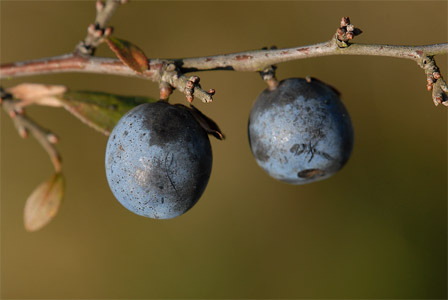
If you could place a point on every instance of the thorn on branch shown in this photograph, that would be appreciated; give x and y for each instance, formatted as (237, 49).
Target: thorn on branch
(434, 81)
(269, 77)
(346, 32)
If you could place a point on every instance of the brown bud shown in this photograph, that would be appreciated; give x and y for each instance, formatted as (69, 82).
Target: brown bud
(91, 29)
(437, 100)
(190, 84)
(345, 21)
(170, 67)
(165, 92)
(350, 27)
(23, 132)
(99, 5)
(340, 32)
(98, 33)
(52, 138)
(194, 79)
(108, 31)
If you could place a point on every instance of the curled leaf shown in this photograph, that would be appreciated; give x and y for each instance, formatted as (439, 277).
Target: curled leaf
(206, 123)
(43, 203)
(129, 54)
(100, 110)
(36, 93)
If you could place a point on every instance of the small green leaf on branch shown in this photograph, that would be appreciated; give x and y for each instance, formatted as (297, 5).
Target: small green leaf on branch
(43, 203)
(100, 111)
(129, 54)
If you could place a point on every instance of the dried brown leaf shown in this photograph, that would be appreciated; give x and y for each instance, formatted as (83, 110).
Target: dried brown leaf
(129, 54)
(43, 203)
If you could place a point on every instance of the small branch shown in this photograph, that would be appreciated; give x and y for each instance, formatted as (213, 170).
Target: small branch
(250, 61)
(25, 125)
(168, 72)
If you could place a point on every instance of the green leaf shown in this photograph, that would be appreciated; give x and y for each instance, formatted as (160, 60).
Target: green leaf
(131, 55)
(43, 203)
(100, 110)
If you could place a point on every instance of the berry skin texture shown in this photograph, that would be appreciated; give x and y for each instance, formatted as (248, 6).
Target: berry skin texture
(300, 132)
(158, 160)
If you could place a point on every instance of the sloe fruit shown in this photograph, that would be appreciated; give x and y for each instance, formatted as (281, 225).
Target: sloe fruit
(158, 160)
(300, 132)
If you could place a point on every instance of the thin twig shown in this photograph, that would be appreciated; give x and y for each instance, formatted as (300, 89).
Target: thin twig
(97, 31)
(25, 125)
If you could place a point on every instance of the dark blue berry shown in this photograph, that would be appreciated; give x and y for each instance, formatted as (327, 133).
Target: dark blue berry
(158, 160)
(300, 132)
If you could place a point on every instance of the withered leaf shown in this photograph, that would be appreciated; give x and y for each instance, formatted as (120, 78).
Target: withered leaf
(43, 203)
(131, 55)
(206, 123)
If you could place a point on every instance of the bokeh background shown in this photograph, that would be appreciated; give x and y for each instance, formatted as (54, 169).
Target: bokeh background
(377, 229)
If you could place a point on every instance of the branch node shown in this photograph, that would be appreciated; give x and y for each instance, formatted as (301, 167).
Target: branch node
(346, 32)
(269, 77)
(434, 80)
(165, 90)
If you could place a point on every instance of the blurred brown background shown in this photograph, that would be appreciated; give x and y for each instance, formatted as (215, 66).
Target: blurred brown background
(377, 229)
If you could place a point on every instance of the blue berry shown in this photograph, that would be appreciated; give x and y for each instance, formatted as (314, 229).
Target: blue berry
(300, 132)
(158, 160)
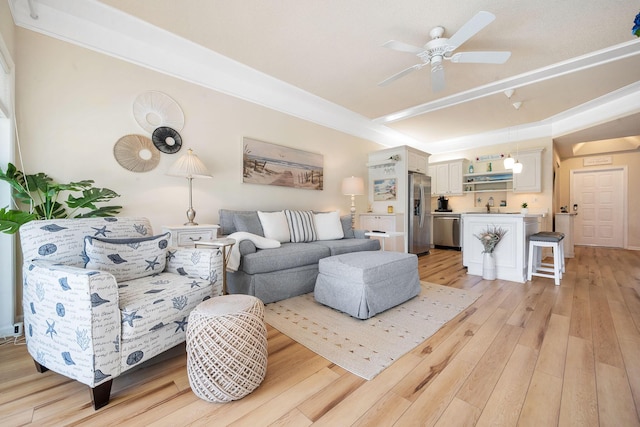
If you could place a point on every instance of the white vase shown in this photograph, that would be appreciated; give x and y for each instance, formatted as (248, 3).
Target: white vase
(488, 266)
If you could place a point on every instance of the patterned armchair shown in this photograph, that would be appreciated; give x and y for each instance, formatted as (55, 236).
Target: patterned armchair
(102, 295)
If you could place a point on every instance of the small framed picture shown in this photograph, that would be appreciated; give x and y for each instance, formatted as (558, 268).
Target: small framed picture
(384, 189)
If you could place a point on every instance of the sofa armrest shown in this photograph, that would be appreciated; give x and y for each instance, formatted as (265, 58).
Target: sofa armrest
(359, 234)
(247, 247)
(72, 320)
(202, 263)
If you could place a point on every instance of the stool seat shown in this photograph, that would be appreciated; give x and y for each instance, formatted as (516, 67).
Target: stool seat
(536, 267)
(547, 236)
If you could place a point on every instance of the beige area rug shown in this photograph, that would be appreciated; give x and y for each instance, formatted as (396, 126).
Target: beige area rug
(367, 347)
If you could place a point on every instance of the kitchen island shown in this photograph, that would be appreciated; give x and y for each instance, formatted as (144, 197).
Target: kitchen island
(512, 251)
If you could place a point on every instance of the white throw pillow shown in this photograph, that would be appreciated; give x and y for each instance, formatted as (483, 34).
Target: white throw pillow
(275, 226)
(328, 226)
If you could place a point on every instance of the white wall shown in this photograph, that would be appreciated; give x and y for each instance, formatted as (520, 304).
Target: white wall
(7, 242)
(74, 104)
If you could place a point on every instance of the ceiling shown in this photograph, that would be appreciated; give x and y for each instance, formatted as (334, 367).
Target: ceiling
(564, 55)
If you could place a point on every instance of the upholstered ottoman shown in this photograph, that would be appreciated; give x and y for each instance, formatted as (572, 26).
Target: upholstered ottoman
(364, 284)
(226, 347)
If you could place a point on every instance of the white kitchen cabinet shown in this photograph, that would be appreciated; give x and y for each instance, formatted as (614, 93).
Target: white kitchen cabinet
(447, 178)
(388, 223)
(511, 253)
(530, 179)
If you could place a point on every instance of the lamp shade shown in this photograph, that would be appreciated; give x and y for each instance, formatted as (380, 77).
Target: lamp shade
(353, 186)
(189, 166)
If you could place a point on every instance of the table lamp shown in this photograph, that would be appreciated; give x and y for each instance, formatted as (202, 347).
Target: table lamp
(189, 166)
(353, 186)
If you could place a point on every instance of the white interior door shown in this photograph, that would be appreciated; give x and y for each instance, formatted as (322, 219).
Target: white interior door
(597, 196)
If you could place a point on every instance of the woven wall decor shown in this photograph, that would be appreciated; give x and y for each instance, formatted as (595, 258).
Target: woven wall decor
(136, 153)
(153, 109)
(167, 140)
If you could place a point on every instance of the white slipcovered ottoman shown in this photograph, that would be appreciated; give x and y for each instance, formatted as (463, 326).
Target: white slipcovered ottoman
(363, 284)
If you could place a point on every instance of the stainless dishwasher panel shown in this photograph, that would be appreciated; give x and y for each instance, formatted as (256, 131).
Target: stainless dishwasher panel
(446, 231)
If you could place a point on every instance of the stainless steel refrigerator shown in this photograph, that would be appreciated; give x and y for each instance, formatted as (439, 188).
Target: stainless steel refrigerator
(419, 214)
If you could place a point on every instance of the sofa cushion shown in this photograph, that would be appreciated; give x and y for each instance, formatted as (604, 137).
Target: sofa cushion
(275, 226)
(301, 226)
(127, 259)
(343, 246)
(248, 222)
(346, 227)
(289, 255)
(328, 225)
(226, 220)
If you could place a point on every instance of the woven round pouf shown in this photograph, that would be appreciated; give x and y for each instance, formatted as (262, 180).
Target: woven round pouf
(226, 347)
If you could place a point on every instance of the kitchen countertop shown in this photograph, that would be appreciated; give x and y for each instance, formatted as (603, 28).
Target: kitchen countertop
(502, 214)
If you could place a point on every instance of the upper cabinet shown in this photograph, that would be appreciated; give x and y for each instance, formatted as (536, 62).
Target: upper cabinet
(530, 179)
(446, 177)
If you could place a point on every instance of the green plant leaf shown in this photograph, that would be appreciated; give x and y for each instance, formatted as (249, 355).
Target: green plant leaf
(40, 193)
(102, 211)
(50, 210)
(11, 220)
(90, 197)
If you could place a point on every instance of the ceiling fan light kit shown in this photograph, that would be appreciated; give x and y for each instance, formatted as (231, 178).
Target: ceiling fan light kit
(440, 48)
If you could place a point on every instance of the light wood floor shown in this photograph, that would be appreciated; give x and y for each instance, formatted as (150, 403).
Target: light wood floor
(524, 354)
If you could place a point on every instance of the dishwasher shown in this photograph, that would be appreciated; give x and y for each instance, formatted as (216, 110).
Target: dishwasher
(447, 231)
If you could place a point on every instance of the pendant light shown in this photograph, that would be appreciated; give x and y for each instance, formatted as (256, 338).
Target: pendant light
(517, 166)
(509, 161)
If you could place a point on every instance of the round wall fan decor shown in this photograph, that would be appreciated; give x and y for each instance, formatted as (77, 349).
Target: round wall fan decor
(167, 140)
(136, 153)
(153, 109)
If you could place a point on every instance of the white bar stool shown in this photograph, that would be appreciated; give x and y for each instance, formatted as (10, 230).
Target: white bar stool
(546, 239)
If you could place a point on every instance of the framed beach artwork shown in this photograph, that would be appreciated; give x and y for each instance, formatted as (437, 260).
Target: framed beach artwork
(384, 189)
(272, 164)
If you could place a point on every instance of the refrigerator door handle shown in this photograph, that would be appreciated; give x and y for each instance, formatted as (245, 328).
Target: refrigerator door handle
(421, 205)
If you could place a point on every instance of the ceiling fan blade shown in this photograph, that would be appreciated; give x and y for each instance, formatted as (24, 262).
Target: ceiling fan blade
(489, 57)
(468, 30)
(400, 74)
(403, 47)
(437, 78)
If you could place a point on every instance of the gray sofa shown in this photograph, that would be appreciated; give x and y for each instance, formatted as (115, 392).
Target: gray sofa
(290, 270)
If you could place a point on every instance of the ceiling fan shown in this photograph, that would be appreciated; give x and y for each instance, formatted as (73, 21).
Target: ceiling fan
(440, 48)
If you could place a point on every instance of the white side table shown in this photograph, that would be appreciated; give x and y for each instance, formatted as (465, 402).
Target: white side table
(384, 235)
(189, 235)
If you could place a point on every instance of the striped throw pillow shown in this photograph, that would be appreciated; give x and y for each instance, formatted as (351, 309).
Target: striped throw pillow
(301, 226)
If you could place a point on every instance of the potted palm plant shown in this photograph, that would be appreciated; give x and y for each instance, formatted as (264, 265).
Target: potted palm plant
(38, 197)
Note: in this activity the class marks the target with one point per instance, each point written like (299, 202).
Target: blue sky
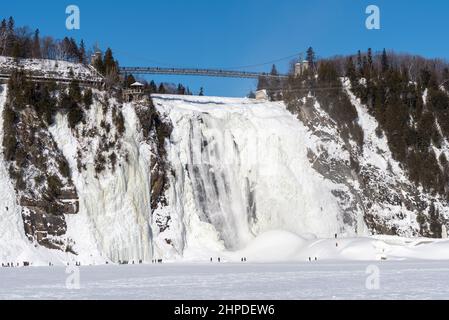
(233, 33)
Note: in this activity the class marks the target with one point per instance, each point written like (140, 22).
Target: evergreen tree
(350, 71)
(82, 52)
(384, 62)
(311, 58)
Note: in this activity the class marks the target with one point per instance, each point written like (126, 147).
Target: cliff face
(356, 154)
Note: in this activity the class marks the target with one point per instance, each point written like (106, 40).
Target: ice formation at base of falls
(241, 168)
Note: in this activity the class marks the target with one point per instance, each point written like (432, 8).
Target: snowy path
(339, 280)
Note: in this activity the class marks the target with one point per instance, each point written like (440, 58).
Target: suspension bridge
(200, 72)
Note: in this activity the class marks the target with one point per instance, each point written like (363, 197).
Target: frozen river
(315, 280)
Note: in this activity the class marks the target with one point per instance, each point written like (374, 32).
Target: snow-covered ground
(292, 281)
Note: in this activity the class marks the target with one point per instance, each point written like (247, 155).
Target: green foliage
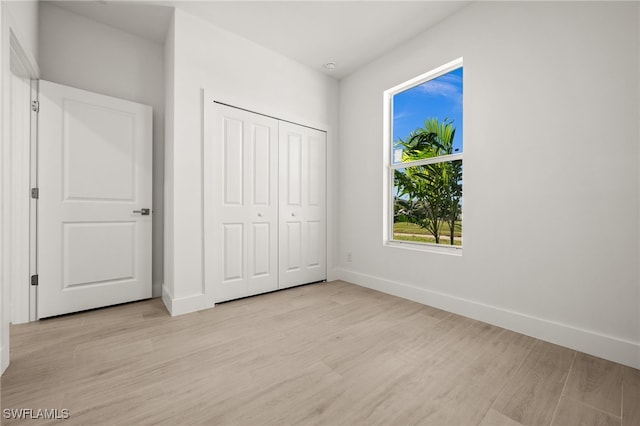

************

WHAT YOU NEED TO DO:
Rewrite the lines from the one containing "like (374, 32)." through the end of the entries, both ends included, as a JSON list of strings with one string per line and no blank lines. Leave the pictures out.

TASK RESULT:
[
  "Note: in this activity the class marks the target with one point per instance, each point written like (374, 32).",
  "Target: snow-covered ground",
  "(292, 281)",
  "Note: in this activity the class marks the target with one point per instance, each point written like (247, 155).",
  "Target: green foliage"
]